(Source data)
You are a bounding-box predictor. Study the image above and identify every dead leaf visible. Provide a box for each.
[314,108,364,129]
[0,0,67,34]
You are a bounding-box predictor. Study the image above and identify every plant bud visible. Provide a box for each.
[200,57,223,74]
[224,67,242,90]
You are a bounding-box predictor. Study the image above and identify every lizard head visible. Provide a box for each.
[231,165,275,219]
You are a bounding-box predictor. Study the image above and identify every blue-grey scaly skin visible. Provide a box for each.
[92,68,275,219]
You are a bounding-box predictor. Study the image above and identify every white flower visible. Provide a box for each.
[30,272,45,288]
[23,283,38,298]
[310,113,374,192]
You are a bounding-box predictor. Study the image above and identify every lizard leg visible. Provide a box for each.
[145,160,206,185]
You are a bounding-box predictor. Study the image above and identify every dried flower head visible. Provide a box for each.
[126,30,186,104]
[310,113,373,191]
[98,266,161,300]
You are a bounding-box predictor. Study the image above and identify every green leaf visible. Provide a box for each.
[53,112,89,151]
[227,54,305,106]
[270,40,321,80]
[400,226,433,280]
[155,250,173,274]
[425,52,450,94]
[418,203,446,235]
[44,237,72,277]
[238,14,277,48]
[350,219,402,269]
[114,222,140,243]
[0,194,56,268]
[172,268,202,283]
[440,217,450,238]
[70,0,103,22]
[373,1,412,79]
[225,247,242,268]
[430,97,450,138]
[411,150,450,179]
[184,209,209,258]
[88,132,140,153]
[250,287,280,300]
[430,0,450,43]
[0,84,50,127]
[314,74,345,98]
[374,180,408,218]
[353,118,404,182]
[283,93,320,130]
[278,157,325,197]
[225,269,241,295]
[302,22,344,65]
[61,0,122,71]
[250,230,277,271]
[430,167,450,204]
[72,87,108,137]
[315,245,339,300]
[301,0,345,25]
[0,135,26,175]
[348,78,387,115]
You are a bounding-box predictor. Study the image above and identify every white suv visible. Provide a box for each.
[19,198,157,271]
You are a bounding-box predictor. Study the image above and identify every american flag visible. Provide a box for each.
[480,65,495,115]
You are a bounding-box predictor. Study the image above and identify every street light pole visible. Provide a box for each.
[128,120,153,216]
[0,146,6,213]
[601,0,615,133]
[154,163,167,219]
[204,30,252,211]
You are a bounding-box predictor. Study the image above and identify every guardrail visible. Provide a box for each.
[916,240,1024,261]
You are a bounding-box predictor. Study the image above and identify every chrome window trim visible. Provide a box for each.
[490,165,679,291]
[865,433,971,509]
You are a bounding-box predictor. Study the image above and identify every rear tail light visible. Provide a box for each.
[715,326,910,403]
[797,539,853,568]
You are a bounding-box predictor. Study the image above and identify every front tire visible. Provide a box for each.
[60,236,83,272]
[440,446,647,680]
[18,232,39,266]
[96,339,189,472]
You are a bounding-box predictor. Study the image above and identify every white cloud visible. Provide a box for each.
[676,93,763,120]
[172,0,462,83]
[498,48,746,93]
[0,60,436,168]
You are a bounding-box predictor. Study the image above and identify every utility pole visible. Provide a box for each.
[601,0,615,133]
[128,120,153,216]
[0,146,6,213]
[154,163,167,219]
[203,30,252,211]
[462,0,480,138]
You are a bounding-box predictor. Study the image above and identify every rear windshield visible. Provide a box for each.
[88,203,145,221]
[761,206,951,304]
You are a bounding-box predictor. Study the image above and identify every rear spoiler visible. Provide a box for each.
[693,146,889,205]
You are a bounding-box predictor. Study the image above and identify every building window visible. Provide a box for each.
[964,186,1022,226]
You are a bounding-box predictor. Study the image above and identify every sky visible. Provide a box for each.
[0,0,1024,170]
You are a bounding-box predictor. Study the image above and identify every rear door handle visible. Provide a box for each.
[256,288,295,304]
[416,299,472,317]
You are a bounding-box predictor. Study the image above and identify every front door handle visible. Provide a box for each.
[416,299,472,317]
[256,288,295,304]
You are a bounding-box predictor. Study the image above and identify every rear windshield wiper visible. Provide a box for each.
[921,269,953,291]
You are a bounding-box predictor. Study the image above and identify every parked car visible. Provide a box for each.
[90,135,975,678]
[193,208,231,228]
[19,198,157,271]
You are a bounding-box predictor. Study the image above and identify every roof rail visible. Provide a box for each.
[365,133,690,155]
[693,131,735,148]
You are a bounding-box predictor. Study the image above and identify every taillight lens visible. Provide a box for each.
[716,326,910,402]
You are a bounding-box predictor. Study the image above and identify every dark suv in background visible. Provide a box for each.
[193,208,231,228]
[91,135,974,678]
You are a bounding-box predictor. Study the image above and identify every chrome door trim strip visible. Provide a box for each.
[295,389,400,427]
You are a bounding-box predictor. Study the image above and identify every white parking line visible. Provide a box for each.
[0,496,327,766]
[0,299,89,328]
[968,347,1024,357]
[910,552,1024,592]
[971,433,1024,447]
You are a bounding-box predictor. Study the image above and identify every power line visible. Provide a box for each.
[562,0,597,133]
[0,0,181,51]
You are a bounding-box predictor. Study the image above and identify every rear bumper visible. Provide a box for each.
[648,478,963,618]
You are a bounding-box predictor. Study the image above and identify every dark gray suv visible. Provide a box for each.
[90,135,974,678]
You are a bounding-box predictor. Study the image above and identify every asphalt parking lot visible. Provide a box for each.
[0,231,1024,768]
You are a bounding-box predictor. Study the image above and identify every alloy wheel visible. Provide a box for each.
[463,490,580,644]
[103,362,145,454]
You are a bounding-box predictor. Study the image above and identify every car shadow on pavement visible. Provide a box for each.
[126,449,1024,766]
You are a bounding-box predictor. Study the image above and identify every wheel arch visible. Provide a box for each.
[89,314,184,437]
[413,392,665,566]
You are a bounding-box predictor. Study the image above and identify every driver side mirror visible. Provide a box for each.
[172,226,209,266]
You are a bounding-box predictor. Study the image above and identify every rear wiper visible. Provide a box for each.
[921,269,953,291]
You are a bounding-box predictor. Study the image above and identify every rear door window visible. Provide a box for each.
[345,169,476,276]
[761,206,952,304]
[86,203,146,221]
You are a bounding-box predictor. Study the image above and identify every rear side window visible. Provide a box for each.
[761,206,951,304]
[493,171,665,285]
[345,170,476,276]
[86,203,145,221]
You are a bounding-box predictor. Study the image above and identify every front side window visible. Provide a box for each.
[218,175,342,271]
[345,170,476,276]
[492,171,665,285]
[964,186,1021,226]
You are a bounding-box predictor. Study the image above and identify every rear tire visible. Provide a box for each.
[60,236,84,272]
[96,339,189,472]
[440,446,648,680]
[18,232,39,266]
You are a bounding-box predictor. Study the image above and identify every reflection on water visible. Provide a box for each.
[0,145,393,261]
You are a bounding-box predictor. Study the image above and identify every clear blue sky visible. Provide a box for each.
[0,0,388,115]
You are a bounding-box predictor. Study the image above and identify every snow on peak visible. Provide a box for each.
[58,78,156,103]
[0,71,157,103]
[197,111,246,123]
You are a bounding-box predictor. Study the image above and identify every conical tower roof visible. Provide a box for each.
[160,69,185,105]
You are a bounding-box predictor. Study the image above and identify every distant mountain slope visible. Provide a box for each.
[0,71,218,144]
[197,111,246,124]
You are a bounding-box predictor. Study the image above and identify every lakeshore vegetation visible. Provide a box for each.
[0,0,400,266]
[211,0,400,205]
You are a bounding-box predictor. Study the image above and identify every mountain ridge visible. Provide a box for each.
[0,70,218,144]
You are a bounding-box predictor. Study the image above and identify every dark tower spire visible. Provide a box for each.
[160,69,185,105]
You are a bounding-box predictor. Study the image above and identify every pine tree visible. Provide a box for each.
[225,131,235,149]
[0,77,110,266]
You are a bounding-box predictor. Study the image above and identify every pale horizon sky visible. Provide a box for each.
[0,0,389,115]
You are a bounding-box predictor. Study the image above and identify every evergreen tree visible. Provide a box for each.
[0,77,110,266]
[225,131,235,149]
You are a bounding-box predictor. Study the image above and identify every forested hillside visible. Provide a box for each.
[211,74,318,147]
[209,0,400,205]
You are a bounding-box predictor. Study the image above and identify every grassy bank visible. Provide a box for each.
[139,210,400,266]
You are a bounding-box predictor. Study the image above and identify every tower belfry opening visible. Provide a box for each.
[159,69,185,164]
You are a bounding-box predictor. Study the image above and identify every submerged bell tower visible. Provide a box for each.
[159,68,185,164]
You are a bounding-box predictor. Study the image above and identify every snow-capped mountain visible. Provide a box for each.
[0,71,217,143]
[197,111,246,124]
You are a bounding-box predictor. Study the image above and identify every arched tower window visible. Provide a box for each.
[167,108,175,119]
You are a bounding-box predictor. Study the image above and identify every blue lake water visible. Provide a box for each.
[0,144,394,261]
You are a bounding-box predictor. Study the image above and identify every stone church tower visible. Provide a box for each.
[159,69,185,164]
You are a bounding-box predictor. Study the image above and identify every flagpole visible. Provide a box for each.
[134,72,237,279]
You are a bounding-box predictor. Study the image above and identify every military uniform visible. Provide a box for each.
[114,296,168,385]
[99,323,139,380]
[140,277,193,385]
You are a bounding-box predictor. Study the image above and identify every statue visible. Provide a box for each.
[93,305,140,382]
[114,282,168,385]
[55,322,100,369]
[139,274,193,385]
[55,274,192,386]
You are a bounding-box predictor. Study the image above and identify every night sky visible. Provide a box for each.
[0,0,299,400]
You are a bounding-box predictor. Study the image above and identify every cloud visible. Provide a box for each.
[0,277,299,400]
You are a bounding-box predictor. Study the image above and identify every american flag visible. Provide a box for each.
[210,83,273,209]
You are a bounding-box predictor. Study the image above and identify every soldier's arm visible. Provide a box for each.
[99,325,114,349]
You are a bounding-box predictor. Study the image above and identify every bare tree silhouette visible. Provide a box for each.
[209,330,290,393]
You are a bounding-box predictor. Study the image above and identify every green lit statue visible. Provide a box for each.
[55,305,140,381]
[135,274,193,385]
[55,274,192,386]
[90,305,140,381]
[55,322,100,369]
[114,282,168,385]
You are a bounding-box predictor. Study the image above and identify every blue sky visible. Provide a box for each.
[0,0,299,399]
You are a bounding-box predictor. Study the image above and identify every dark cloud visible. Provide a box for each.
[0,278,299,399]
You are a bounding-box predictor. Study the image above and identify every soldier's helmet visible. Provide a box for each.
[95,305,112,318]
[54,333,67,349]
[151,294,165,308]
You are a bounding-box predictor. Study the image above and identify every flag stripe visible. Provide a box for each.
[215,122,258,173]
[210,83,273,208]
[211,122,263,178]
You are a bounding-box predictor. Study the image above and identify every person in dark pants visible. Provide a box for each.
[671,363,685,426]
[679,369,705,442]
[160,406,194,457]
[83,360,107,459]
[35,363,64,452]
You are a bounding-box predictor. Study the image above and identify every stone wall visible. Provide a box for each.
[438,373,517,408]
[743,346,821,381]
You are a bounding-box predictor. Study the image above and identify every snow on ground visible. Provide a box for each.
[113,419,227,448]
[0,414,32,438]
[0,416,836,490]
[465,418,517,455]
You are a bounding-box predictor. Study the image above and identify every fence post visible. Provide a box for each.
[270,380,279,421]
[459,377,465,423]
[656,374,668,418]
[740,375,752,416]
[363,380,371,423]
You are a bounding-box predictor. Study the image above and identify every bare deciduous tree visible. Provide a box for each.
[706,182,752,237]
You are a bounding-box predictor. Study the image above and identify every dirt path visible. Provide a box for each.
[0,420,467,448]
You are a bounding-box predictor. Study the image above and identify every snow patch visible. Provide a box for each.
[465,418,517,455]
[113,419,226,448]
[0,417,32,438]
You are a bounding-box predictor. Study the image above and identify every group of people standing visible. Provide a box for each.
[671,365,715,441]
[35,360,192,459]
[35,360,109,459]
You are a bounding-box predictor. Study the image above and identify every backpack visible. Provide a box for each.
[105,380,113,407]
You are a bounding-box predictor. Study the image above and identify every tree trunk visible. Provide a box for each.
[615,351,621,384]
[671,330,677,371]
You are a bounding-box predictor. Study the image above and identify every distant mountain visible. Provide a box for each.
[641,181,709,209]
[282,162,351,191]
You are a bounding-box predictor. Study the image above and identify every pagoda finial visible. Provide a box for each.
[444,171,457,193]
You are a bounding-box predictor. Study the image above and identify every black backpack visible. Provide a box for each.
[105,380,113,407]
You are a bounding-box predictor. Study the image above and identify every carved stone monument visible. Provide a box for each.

## TO BE DONE
Rewrite the material above from its first line through the line holding "[224,67,242,90]", inclusive, keeping the request lines unchanged and adding 49 to every bounding-box coordinate in the answers.

## CORRECT RESULT
You are a bounding-box predictor. Study the image above and identify every dead leaf visible. Provide a box for each.
[363,157,413,178]
[49,49,116,83]
You are a bounding-box predictor. Study the image above and identify every plant bud visible. Provide a box for each.
[249,106,272,123]
[273,116,291,139]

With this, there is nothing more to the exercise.